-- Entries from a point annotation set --

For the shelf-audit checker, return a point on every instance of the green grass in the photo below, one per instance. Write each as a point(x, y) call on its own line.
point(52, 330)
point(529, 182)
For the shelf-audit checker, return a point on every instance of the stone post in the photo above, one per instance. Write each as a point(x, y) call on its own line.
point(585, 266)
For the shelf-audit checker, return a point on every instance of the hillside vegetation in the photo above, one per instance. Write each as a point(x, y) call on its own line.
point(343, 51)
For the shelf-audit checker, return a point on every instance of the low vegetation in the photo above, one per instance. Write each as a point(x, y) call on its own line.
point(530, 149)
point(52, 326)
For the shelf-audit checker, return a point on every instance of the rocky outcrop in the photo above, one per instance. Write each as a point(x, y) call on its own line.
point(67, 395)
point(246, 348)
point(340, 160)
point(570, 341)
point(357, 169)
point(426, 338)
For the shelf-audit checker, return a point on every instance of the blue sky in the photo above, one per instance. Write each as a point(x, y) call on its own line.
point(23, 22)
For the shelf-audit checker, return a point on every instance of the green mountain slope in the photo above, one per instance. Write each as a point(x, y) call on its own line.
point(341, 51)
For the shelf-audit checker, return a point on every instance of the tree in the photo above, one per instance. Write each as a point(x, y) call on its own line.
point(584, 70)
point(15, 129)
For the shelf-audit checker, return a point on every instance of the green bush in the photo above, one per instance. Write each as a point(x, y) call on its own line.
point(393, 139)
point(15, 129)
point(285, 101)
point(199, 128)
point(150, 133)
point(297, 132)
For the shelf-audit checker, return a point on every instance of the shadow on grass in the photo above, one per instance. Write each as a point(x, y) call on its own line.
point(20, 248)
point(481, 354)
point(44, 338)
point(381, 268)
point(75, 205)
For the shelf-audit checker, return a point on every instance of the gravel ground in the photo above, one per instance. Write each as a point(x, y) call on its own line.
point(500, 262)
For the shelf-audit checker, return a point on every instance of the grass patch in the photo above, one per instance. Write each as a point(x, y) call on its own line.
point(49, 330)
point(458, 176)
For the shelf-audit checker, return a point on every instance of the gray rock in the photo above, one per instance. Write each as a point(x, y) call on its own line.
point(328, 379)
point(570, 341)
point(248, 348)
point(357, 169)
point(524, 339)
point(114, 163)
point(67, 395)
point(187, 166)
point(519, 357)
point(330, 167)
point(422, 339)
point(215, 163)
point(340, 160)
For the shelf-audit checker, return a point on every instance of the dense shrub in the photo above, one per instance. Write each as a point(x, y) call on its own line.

-- GIVEN REQUEST --
Write out the stretch of material from the line that contains "of the shadow" through the line that contains "point(458, 176)" in full, moving every coordinate in the answers by adding -115 to it.

-- REPLY --
For the shelf-audit checker, return a point on every instance of the shadow on grass in the photo above, one per instance. Write each as a point(x, y) call on its own line.
point(-95, 133)
point(366, 239)
point(-71, 223)
point(266, 153)
point(-40, 90)
For the shelf-audit checker, return a point on every instance of the gravel ground in the photo above, one per instance. Write each as a point(x, y) call on its own line.
point(385, 147)
For the shelf-audit checker, return a point on every instance of the grass patch in the photo above, one per instance. Write each as a point(x, y) call on its own line.
point(-66, 215)
point(343, 61)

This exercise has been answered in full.